Instruction A.
Extract from the records, word for word, every line that contains the string "window". Case counts.

During the installation process I can check the box Install third-party software for graphics and Wi-Fi hardware and additional media formats. [...] Some is proprietary. I think there might be some drivers then that are proprietary. Also, if I install apps manually, there might be some that are not open-source.

However, which other parts of Ubuntu 20.04 are proprietary by default?

  • 4
    Ubuntu does have an option to use only open-source (free) software. Intel/AMD microcode is an example of closed-source code that is usually expected (by most users) to be available.
    – guiverc
    Jul 6, 2020 at 13:55
  • 1
    Most Broadcom wireless drivers and firmware are also proprietary and there is no open source alternative.
    – chili555
    Jul 6, 2020 at 14:00
  • 1
    A bit confusing: You mention kernel modules (drivers), then mention proprietary applications, but then seem to ask only about the installer with no additional options checked ("proprietary by default")...after bringing up the installer's third-party checkbox. I cannot tell which side of the road you are driving upon. You can edit your question to clarify what you want to learn.

Provided records.
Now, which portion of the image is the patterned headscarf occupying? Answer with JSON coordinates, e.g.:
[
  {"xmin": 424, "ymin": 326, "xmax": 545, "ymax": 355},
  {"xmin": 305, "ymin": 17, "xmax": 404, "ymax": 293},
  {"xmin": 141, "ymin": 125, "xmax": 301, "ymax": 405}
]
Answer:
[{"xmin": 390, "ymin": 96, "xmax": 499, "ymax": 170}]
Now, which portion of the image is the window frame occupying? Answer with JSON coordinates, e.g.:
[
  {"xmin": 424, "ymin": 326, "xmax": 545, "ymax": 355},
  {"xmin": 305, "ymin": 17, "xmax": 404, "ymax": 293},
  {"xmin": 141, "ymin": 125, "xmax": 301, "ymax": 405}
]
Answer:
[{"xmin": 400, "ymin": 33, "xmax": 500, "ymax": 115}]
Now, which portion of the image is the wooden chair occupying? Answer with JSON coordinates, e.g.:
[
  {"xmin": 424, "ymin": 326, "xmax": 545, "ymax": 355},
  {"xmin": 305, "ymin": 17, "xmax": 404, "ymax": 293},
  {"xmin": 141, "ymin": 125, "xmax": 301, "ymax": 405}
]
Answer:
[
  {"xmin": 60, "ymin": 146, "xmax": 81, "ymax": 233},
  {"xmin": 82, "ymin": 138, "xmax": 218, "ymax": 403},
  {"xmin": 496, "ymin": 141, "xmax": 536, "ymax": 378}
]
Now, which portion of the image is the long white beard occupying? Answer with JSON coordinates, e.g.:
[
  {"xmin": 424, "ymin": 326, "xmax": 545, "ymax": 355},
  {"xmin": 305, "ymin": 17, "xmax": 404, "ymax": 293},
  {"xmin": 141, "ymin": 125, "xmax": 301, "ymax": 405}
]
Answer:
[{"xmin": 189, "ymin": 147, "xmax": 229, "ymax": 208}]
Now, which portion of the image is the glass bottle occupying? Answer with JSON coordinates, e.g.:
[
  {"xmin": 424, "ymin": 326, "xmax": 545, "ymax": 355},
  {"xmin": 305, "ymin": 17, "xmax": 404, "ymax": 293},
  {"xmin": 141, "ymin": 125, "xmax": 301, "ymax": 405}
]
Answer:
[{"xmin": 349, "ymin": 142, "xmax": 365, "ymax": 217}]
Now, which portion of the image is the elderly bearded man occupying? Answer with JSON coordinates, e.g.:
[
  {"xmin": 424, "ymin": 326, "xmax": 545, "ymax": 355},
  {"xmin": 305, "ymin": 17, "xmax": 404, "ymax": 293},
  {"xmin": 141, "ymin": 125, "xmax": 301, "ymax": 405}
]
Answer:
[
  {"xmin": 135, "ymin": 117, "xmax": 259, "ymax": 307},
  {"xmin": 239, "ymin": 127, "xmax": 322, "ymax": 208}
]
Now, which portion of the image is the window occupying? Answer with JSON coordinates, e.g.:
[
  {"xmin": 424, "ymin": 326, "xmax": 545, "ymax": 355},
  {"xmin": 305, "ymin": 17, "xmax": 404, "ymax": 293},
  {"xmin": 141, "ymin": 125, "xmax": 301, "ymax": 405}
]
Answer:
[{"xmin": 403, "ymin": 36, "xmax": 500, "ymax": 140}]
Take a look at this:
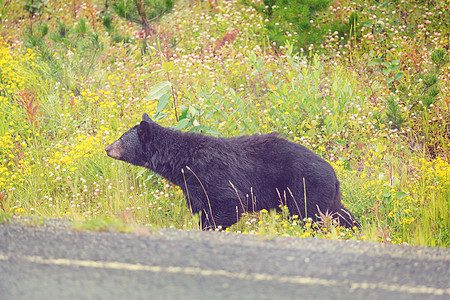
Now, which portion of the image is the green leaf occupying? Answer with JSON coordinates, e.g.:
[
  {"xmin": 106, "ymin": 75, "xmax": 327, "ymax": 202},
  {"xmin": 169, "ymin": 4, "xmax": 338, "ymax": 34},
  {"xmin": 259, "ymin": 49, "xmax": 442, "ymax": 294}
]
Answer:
[
  {"xmin": 174, "ymin": 119, "xmax": 191, "ymax": 130},
  {"xmin": 394, "ymin": 72, "xmax": 403, "ymax": 80},
  {"xmin": 395, "ymin": 192, "xmax": 408, "ymax": 199},
  {"xmin": 163, "ymin": 61, "xmax": 174, "ymax": 71},
  {"xmin": 144, "ymin": 81, "xmax": 172, "ymax": 101},
  {"xmin": 156, "ymin": 94, "xmax": 170, "ymax": 113}
]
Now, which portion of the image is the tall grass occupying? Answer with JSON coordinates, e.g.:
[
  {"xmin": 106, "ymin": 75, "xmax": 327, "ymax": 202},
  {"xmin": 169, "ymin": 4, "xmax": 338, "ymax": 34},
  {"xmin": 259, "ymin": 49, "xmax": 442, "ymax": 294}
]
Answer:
[{"xmin": 0, "ymin": 1, "xmax": 450, "ymax": 246}]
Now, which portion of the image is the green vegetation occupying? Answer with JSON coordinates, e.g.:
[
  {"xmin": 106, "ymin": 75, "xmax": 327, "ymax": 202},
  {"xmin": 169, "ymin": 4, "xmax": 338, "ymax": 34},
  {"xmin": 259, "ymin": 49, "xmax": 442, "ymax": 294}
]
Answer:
[{"xmin": 0, "ymin": 0, "xmax": 450, "ymax": 247}]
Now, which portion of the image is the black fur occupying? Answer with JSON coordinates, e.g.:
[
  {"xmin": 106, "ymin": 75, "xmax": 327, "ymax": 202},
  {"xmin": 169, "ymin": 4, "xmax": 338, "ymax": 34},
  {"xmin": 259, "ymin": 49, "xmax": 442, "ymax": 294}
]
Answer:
[{"xmin": 105, "ymin": 114, "xmax": 360, "ymax": 229}]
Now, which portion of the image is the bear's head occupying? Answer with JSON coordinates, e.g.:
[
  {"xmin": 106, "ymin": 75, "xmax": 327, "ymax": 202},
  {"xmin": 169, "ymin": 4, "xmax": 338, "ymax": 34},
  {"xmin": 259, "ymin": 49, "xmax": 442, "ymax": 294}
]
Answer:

Instruction B.
Continue the discussion of proprietary software in Ubuntu 20.04 from the point where it stops.

Task answer A.
Now, which portion of the image is the window frame occupying? Answer with JSON coordinates, e.g.:
Now, which portion of the image is the window occupying? Answer with JSON coordinates, e.g.:

Task answer B.
    – user535733
    Jul 6, 2020 at 15:02
  • I think I read that there is a legal requirement that the user actively selects these blobs for the distribution to work (as opposed to the distribution packager making the choice). Jul 7, 2020 at 12:42

3 Answers 3


The kernel of common linux distributions quite inevitably contain some proprietary binary "blobs" in the kernel for hardware drivers. Without such blobs, hardware support of Linux would be much more seriously limited than it is already to some extent.

Apart from that, the presence of proprietary software in most Linux distributions is quite limited. Ubuntu does not install proprietary applications by default. However, it offers proprietary software through the Software Center or Snap Store, and it can offer to install additional proprietary drivers for graphics cards or modems. So you need to inform yourself about the software license before installing additional software if this is a concern.


Ubuntu packages are classified into four components based on two properties: a “fully supported” core vs other packages provided “as is”; free vs proprietary software. “Main” is fully supported and free, “restricted” is fully supported and proprietary, “universe” is as is and free, and “multiverse” is as is and proprietary. By default, Ubuntu only enables packages from the “main” component. If you tick this checkbox, the “restricted” component is enabled as well. You can enable “universe” and “multiverse” after the installation. You're asked about “restricted” during the installation because your hardware might require proprietary drivers without which the installation wouldn't work.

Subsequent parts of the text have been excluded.